◆ **WRITTEN PROBLEM**
Format the entries below as a numbered list, leaving out any blank lines.

◆ **DATA PROVIDED**

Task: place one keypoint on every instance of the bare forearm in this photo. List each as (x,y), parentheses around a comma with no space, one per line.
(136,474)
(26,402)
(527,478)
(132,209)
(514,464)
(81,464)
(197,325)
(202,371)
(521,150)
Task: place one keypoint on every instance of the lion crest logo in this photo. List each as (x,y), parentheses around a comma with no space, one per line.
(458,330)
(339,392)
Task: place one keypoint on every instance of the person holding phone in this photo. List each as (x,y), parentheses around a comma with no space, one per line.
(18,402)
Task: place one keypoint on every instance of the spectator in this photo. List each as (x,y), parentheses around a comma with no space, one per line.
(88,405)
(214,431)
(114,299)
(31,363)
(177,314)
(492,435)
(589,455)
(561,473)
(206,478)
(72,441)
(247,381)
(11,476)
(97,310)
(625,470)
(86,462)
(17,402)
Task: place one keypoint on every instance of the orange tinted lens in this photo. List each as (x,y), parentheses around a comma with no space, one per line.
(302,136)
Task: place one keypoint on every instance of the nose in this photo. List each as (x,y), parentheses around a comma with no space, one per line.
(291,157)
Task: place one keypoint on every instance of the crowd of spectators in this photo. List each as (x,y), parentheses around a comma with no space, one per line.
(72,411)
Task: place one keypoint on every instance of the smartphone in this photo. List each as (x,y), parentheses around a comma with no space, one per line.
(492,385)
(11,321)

◆ **TASK SOLUTION**
1. Task: place one keypoint on every instance of the bare forearm in this photo. List each as (x,y), parentheses around a comma with no space, one per line.
2. (136,474)
3. (26,402)
4. (527,478)
5. (132,209)
6. (514,464)
7. (81,464)
8. (197,325)
9. (202,371)
10. (521,150)
11. Task: place one keypoint on every instance of the lion crest logo in this photo. List each as (x,y), parentheses around a comma with no space, one per line.
12. (458,330)
13. (339,392)
14. Task: place one keypoint on every instance of the person holding phone in this photo. List each as (x,y), parentheses around a comma with no space, one per line.
15. (18,402)
16. Task: place one keypoint on every instance of the spectator in this photo. List each as (x,y), parentheses around a comma with no space, one per line.
17. (88,405)
18. (214,431)
19. (114,299)
20. (31,363)
21. (177,314)
22. (492,435)
23. (589,455)
24. (561,473)
25. (206,478)
26. (72,441)
27. (247,381)
28. (11,476)
29. (97,310)
30. (625,470)
31. (86,462)
32. (17,402)
33. Task: place one keypoint on every instance of the orange tinted lens in this photo. List each as (x,y), parentheses around a comma with no space, one per line.
34. (302,136)
35. Task: place one keypoint on every instance of the nose in this photo. List each as (x,y), parentheses around a comma with no space, one per line.
36. (291,157)
37. Task: place one keypoint on every instance of the crowd of spectators in this photo. List each as (x,y), parentheses around a comma with no space, one per line.
38. (72,411)
39. Task: place one keypoint on every instance of the smartphone in this photo. List each as (x,y), parentheses around a comma with no space, one per line.
40. (492,385)
41. (11,321)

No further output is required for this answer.